_Exercise text_
============

Among the pairs with the strongest correlations, we found the dandelion species Taraxacum officinale, which is native to Western Europe, and Taraxacum mongolicum, which can be found from Siberia to temperate East Asia. Both species have reported uses for treating acute lung injury,43,44 breast cancer,45,46 and viral hepatitis.47,48 Among the many potentially bioactive compounds present in both Taraxacum officinale and Taraxacum mongolicum are taraxacosides, sesquiterpene lactones, phenylpropanoids, and triterpenoid saponins.49

We also found the elderberry species Sambucus canadensis, native to North and South America, and Sambucus williamsii, native to Asia and widely cultivated in Europe. The Eurasian species has thousands of years of traditional medicinal use and has been subject to considerable modern research, whereas the American species has received far less research attention, although it appears to be of a similar chemical composition.50 Uses and therapeutic indications for the Eurasian species include respiratory diseases, antimicrobial, cancer, immune enhancement, arthritis, and constipation,51 while uses for the American species in Brazilian and Cuban folk medicine include respiratory diseases, anti-inflammatory, sinusitis, influenza, and general immune enhancement.50 Similar to the previous example, both Sambucus species from the Western and Eastern Hemispheres contain many of the same or highly similar flavanoids, sambubiosides, anthocyanins, rutinosides, and quercetins.51 Additionally, we also identified several other congeneric species, such as Liquidambar styraciflua (North and Central America) and Liquidambar orientalis (Greece and Turkey), Coptis teeta (India) and Coptis japonica (Japan), and Boswellia serrata (India) and Boswellia sacra (South of the Arabian peninsula) (Figure 6B), all of which shared common therapeutic uses and can potentially be investigated to discover new bioactive phytochemicals.

============

_Your task_
Reproduce the passage on congeneric medicinal plant species in full, preserving every word, number, and punctuation mark.

_Source information_
============

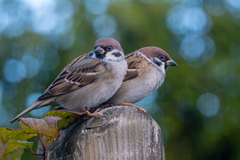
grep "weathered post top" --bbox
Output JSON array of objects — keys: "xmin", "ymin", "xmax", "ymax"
[{"xmin": 37, "ymin": 106, "xmax": 165, "ymax": 160}]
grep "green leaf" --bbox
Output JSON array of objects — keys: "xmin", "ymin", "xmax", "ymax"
[
  {"xmin": 0, "ymin": 127, "xmax": 37, "ymax": 145},
  {"xmin": 19, "ymin": 116, "xmax": 61, "ymax": 138},
  {"xmin": 43, "ymin": 110, "xmax": 81, "ymax": 130},
  {"xmin": 39, "ymin": 135, "xmax": 58, "ymax": 147},
  {"xmin": 0, "ymin": 139, "xmax": 33, "ymax": 160}
]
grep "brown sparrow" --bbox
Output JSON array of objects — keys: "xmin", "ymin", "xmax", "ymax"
[
  {"xmin": 106, "ymin": 47, "xmax": 177, "ymax": 112},
  {"xmin": 11, "ymin": 38, "xmax": 127, "ymax": 123}
]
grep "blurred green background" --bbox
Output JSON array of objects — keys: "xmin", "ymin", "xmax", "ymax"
[{"xmin": 0, "ymin": 0, "xmax": 240, "ymax": 160}]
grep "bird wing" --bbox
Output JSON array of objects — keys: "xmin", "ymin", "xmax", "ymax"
[
  {"xmin": 123, "ymin": 52, "xmax": 149, "ymax": 82},
  {"xmin": 38, "ymin": 54, "xmax": 106, "ymax": 100}
]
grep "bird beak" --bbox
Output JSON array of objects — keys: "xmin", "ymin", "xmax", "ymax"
[
  {"xmin": 94, "ymin": 46, "xmax": 105, "ymax": 54},
  {"xmin": 166, "ymin": 59, "xmax": 177, "ymax": 66}
]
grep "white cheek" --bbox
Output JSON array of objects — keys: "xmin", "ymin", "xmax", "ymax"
[{"xmin": 104, "ymin": 49, "xmax": 124, "ymax": 61}]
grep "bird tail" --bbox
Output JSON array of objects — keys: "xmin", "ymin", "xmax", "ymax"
[{"xmin": 10, "ymin": 101, "xmax": 46, "ymax": 123}]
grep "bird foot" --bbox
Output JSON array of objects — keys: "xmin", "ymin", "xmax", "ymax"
[
  {"xmin": 120, "ymin": 102, "xmax": 147, "ymax": 113},
  {"xmin": 86, "ymin": 109, "xmax": 106, "ymax": 117},
  {"xmin": 58, "ymin": 110, "xmax": 88, "ymax": 116}
]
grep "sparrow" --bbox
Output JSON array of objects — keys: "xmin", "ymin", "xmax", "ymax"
[
  {"xmin": 106, "ymin": 47, "xmax": 177, "ymax": 113},
  {"xmin": 10, "ymin": 38, "xmax": 127, "ymax": 123}
]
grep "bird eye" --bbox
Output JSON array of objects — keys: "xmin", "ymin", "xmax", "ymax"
[
  {"xmin": 159, "ymin": 55, "xmax": 165, "ymax": 61},
  {"xmin": 106, "ymin": 46, "xmax": 112, "ymax": 52}
]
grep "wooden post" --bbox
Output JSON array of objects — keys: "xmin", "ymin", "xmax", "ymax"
[{"xmin": 37, "ymin": 106, "xmax": 165, "ymax": 160}]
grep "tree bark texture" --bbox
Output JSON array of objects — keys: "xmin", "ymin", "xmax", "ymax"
[{"xmin": 37, "ymin": 106, "xmax": 165, "ymax": 160}]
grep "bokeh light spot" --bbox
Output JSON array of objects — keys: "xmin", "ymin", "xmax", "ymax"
[
  {"xmin": 197, "ymin": 93, "xmax": 220, "ymax": 117},
  {"xmin": 93, "ymin": 14, "xmax": 117, "ymax": 37},
  {"xmin": 167, "ymin": 6, "xmax": 210, "ymax": 34},
  {"xmin": 85, "ymin": 0, "xmax": 109, "ymax": 14},
  {"xmin": 22, "ymin": 55, "xmax": 41, "ymax": 78},
  {"xmin": 229, "ymin": 41, "xmax": 240, "ymax": 63},
  {"xmin": 203, "ymin": 116, "xmax": 224, "ymax": 134},
  {"xmin": 43, "ymin": 49, "xmax": 60, "ymax": 71},
  {"xmin": 176, "ymin": 100, "xmax": 197, "ymax": 124},
  {"xmin": 180, "ymin": 36, "xmax": 205, "ymax": 61}
]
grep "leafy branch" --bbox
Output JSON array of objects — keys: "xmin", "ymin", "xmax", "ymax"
[{"xmin": 0, "ymin": 110, "xmax": 80, "ymax": 160}]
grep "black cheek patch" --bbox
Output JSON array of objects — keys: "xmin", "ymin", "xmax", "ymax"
[
  {"xmin": 96, "ymin": 54, "xmax": 105, "ymax": 59},
  {"xmin": 153, "ymin": 58, "xmax": 162, "ymax": 67},
  {"xmin": 112, "ymin": 52, "xmax": 122, "ymax": 57}
]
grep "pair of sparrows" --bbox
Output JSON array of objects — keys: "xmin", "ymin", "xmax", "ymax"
[{"xmin": 11, "ymin": 38, "xmax": 177, "ymax": 123}]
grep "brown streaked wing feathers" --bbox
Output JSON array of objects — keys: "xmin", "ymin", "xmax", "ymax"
[
  {"xmin": 38, "ymin": 55, "xmax": 106, "ymax": 100},
  {"xmin": 123, "ymin": 52, "xmax": 148, "ymax": 82}
]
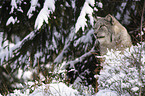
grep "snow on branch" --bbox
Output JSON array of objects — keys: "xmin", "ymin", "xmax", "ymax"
[
  {"xmin": 34, "ymin": 0, "xmax": 55, "ymax": 30},
  {"xmin": 27, "ymin": 0, "xmax": 38, "ymax": 18},
  {"xmin": 75, "ymin": 0, "xmax": 95, "ymax": 32},
  {"xmin": 0, "ymin": 31, "xmax": 36, "ymax": 64},
  {"xmin": 54, "ymin": 29, "xmax": 75, "ymax": 63}
]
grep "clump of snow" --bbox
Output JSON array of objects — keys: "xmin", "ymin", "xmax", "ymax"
[
  {"xmin": 98, "ymin": 43, "xmax": 145, "ymax": 96},
  {"xmin": 95, "ymin": 90, "xmax": 119, "ymax": 96},
  {"xmin": 7, "ymin": 82, "xmax": 79, "ymax": 96},
  {"xmin": 75, "ymin": 0, "xmax": 95, "ymax": 32},
  {"xmin": 0, "ymin": 31, "xmax": 35, "ymax": 64},
  {"xmin": 10, "ymin": 0, "xmax": 17, "ymax": 13},
  {"xmin": 29, "ymin": 82, "xmax": 78, "ymax": 96},
  {"xmin": 34, "ymin": 0, "xmax": 55, "ymax": 30},
  {"xmin": 27, "ymin": 0, "xmax": 38, "ymax": 18}
]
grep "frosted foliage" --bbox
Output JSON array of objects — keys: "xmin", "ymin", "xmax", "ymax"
[
  {"xmin": 34, "ymin": 0, "xmax": 55, "ymax": 30},
  {"xmin": 27, "ymin": 0, "xmax": 38, "ymax": 18},
  {"xmin": 29, "ymin": 83, "xmax": 78, "ymax": 96},
  {"xmin": 6, "ymin": 16, "xmax": 17, "ymax": 26},
  {"xmin": 10, "ymin": 0, "xmax": 17, "ymax": 13},
  {"xmin": 98, "ymin": 43, "xmax": 145, "ymax": 96},
  {"xmin": 95, "ymin": 90, "xmax": 118, "ymax": 96},
  {"xmin": 0, "ymin": 31, "xmax": 35, "ymax": 64},
  {"xmin": 75, "ymin": 0, "xmax": 95, "ymax": 32}
]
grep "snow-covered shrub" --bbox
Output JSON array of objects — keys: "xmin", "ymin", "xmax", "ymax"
[
  {"xmin": 8, "ymin": 82, "xmax": 78, "ymax": 96},
  {"xmin": 98, "ymin": 43, "xmax": 145, "ymax": 96},
  {"xmin": 95, "ymin": 90, "xmax": 118, "ymax": 96}
]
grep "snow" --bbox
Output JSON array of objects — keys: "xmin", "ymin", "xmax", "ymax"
[
  {"xmin": 27, "ymin": 0, "xmax": 38, "ymax": 18},
  {"xmin": 75, "ymin": 0, "xmax": 94, "ymax": 33},
  {"xmin": 34, "ymin": 0, "xmax": 55, "ymax": 30},
  {"xmin": 10, "ymin": 0, "xmax": 17, "ymax": 14},
  {"xmin": 7, "ymin": 82, "xmax": 78, "ymax": 96},
  {"xmin": 0, "ymin": 31, "xmax": 35, "ymax": 64},
  {"xmin": 29, "ymin": 82, "xmax": 78, "ymax": 96},
  {"xmin": 6, "ymin": 16, "xmax": 17, "ymax": 26},
  {"xmin": 95, "ymin": 90, "xmax": 119, "ymax": 96},
  {"xmin": 97, "ymin": 43, "xmax": 145, "ymax": 96}
]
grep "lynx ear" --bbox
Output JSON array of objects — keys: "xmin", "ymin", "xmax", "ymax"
[{"xmin": 105, "ymin": 14, "xmax": 115, "ymax": 25}]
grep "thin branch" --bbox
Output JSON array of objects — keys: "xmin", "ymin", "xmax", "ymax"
[{"xmin": 139, "ymin": 1, "xmax": 145, "ymax": 96}]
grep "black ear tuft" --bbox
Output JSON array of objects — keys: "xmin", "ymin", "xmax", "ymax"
[{"xmin": 105, "ymin": 14, "xmax": 114, "ymax": 25}]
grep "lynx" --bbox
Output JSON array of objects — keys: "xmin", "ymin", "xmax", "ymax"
[{"xmin": 94, "ymin": 14, "xmax": 132, "ymax": 55}]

============

_Expected answer_
Among the pairs with the strongest correlations, we found the dandelion species Taraxacum officinale, which is native to Western Europe, and Taraxacum mongolicum, which can be found from Siberia to temperate East Asia. Both species have reported uses for treating acute lung injury,43,44 breast cancer,45,46 and viral hepatitis.47,48 Among the many potentially bioactive compounds present in both Taraxacum officinale and Taraxacum mongolicum are taraxacosides, sesquiterpene lactones, phenylpropanoids, and triterpenoid saponins.49

We also found the elderberry species Sambucus canadensis, native to North and South America, and Sambucus williamsii, native to Asia and widely cultivated in Europe. The Eurasian species has thousands of years of traditional medicinal use and has been subject to considerable modern research, whereas the American species has received far less research attention, although it appears to be of a similar chemical composition.50 Uses and therapeutic indications for the Eurasian species include respiratory diseases, antimicrobial, cancer, immune enhancement, arthritis, and constipation,51 while uses for the American species in Brazilian and Cuban folk medicine include respiratory diseases, anti-inflammatory, sinusitis, influenza, and general immune enhancement.50 Similar to the previous example, both Sambucus species from the Western and Eastern Hemispheres contain many of the same or highly similar flavanoids, sambubiosides, anthocyanins, rutinosides, and quercetins.51 Additionally, we also identified several other congeneric species, such as Liquidambar styraciflua (North and Central America) and Liquidambar orientalis (Greece and Turkey), Coptis teeta (India) and Coptis japonica (Japan), and Boswellia serrata (India) and Boswellia sacra (South of the Arabian peninsula) (Figure 6B), all of which shared common therapeutic uses and can potentially be investigated to discover new bioactive phytochemicals.